Update the records below so that every "benchmark card" becomes "evaluation sheet", and leave everything else unchanged.

━━━ Data supplied ━━━

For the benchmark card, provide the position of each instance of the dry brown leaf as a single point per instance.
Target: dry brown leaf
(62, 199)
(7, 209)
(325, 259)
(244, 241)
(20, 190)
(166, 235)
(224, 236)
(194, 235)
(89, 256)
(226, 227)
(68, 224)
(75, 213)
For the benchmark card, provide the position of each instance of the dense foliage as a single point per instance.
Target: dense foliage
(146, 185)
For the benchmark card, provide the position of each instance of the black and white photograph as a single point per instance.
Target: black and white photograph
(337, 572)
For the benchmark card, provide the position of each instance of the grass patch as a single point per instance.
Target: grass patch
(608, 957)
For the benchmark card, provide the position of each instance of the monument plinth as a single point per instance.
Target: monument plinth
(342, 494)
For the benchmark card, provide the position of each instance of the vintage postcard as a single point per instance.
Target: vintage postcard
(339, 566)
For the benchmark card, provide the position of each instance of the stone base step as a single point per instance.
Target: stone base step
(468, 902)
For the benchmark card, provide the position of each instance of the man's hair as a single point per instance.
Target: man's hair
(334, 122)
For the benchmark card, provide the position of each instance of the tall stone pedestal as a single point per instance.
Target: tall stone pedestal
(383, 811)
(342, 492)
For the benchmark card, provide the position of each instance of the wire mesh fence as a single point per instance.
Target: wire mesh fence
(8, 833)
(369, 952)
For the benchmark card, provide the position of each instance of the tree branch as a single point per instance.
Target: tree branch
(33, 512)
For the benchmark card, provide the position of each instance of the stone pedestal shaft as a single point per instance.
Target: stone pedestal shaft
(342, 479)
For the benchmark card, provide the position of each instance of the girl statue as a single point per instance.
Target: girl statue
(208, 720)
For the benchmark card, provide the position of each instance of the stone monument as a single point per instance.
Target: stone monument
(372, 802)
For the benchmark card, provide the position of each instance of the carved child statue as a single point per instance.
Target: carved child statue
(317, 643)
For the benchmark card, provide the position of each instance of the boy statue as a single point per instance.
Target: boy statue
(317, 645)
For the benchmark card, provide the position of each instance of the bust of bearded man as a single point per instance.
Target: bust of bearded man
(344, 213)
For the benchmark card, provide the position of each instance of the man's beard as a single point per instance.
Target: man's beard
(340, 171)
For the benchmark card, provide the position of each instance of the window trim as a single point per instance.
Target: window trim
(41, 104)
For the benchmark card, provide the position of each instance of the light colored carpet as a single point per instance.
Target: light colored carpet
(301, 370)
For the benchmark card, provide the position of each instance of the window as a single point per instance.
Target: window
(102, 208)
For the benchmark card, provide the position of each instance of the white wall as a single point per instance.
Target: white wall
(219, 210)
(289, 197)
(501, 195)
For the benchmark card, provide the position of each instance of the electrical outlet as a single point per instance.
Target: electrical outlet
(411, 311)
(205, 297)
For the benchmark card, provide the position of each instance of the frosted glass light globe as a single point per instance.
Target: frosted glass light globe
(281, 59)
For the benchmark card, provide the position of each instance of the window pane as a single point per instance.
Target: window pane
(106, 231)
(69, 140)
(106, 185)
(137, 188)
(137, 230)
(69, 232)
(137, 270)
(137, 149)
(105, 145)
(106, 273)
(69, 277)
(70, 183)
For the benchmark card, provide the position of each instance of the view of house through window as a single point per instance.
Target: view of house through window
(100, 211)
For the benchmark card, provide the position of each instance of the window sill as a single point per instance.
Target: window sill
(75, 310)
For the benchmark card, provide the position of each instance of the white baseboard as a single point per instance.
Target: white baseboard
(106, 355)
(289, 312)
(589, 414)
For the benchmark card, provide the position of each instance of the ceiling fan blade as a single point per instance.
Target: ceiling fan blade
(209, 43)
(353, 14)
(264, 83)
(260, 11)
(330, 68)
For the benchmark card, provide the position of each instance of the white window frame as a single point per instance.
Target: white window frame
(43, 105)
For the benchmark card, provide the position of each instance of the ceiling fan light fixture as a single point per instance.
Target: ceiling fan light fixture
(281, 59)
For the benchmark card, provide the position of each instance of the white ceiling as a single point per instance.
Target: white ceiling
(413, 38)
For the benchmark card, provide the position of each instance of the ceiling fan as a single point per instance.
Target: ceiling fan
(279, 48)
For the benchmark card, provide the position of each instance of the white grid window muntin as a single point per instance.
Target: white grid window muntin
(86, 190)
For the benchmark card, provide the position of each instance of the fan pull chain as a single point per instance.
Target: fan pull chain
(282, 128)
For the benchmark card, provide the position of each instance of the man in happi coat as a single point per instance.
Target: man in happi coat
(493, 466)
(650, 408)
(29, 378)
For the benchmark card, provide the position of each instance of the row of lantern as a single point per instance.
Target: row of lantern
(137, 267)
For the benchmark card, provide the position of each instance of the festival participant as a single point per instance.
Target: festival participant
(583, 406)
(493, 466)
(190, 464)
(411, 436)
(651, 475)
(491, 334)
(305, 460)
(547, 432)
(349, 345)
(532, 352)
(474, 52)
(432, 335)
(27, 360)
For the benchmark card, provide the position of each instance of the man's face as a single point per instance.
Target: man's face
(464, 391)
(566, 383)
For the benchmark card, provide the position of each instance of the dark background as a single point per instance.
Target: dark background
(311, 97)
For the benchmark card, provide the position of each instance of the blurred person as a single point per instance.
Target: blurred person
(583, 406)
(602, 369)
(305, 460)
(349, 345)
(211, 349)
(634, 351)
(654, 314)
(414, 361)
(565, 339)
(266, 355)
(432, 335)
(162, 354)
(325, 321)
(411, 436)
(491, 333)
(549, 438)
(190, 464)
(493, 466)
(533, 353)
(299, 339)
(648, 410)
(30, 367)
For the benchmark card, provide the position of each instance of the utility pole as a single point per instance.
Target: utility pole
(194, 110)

━━━

Answer to this exercise
For the evaluation sheet, provide the position of each instance of the dry brown leaf as a single point per instance.
Target: dry brown leaf
(62, 199)
(7, 209)
(325, 259)
(244, 241)
(20, 190)
(166, 235)
(224, 236)
(194, 235)
(89, 256)
(226, 227)
(68, 224)
(75, 213)
For the evaluation sheet, provide the position of each instance of the dense foliage as a single point per instance.
Target: dense foliage
(146, 185)
For the evaluation sheet, provide the position of each instance of the black and white photograph as a single point per instance.
Target: black and white photograph
(337, 572)
For the evaluation sheet, provide the position of each instance of the grass patch as a single point per instance.
Target: grass patch
(608, 957)
For the evaluation sheet, provide the position of each instance of the monument plinth as a single point per instance.
Target: monument plinth
(342, 494)
For the evaluation sheet, provide the position of each instance of the vintage postcard as a single point per instance.
Target: vintage postcard
(339, 566)
For the evaluation sheet, provide the position of each instance of the stone base step as a single point per instance.
Target: stone base step
(468, 902)
For the evaluation sheet, provide the position of each instance of the man's hair as a single point per instance.
Target: man's hair
(334, 122)
For the evaluation sheet, provide the position of each instance of the tall stone pedestal as a single point per instance.
Target: tall stone pedestal
(383, 811)
(342, 492)
For the evaluation sheet, provide the position of each instance of the wire mesh fence as a single point per instance.
Target: wire mesh fence
(8, 833)
(369, 952)
For the evaluation sheet, provide the position of each instance of the tree branch as a single point per instance.
Target: tree branch
(33, 512)
For the evaluation sheet, provide the position of each instance of the stone pedestal shaft as a single point per instance.
Target: stone pedestal shaft
(342, 479)
For the evaluation sheet, provide the position of each instance of the girl statue as a single point per instance.
Target: girl statue
(208, 720)
For the evaluation sheet, provide the position of each instance of the stone monument as a single point per instance.
Target: stone monument
(372, 802)
For the evaluation sheet, provide the position of each instance of the carved child statue as a single point per instance.
Target: carved child statue
(317, 643)
For the evaluation sheet, provide the position of each instance of the boy statue as a single point per instance.
Target: boy statue
(317, 645)
For the evaluation sheet, provide the position of each instance of the bust of bearded man as a single point per instance.
Target: bust of bearded man
(344, 213)
For the evaluation sheet, provide the position of each instance of the man's beard as a single point per instance.
Target: man's beard
(340, 171)
For the evaluation sheet, provide the position of each instance of the window trim as a single point per instance.
Target: window trim
(41, 104)
For the evaluation sheet, provide the position of each instance of the light colored carpet as a single point per instance.
Target: light colored carpet
(301, 370)
For the evaluation sheet, provide the position of each instance of the window as a single point per instance.
Target: window
(102, 208)
For the evaluation sheet, provide the position of each instance of the white wall as a single point per instance.
Target: white wall
(219, 210)
(289, 197)
(501, 195)
For the evaluation sheet, provide the position of each instance of the electrical outlet as a single point per instance.
Target: electrical outlet
(411, 311)
(205, 297)
For the evaluation sheet, provide the position of each instance of the frosted glass light globe as a single point per instance.
Target: frosted glass light globe
(281, 59)
For the evaluation sheet, provide the position of each instance of the window pane as a single point per instance.
Target: window pane
(106, 231)
(69, 140)
(106, 185)
(137, 188)
(137, 230)
(69, 232)
(137, 270)
(137, 149)
(105, 145)
(106, 273)
(69, 277)
(70, 183)
For the evaluation sheet, provide the position of each instance of the view of house through window as a single point per instance.
Target: view of house through window
(100, 211)
For the evaluation sheet, provide the position of each instance of the window sill as a single point per instance.
Target: window sill
(75, 310)
For the evaluation sheet, provide the position of each instance of the white baseboard as a single point per instance.
Target: white baseboard
(106, 355)
(289, 312)
(589, 414)
For the evaluation sheet, provide the position of each instance of the ceiling fan blade as a single point per instance.
Target: ceiling fan blade
(209, 43)
(353, 14)
(264, 83)
(260, 11)
(330, 68)
For the evaluation sheet, provide the position of each instance of the white window frame as a single point per instance.
Target: white window frame
(43, 105)
For the evaluation sheet, provide the position of each instance of the ceiling fan light fixture as a single point per instance.
Target: ceiling fan light fixture
(281, 59)
For the evaluation sheet, provide the position of each instance of the white ceiling as a single point per instance.
Target: white ceiling
(413, 38)
For the evaluation sheet, provide the position of each instance of the ceiling fan as a single point per instance.
Target: ceiling fan
(279, 48)
For the evaluation sheet, provide the position of each instance of the white grid window muntin as a single point per instance.
Target: white grid window muntin
(86, 190)
For the evaluation sheet, provide the position of each instance of the fan pull chain as a single point per instance.
Target: fan pull chain
(282, 128)
For the evaluation sheet, provide the position of each instance of the man in happi coat as a single point per instance.
Target: man in happi coat
(493, 466)
(650, 408)
(29, 378)
For the evaluation sheet, provide the position of each instance of the row of lantern as a single point per instance.
Target: row of lantern
(137, 267)
For the evaluation sheet, provide the position of each instance of the festival participant as a single point per instance.
Target: festival participant
(583, 406)
(493, 466)
(190, 464)
(411, 436)
(651, 475)
(491, 334)
(305, 460)
(547, 432)
(349, 345)
(532, 352)
(474, 52)
(432, 335)
(27, 360)
For the evaluation sheet, provide the position of each instance of the man's face as a single point per instance.
Target: man's face
(464, 391)
(566, 383)
For the evaluation sheet, provide the position of each instance of the dark background as a single point per instance.
Target: dark background
(311, 97)
For the evaluation sheet, provide the position of each instance of the blurred person as a single point per instance.
Target: blurred person
(583, 406)
(602, 369)
(305, 460)
(349, 345)
(211, 349)
(634, 351)
(654, 314)
(414, 361)
(565, 339)
(266, 355)
(432, 335)
(162, 354)
(325, 321)
(411, 436)
(491, 333)
(549, 438)
(190, 464)
(493, 466)
(533, 353)
(299, 339)
(648, 410)
(30, 367)
For the evaluation sheet, provide the position of each instance of the utility pole as a single point per instance.
Target: utility pole
(194, 110)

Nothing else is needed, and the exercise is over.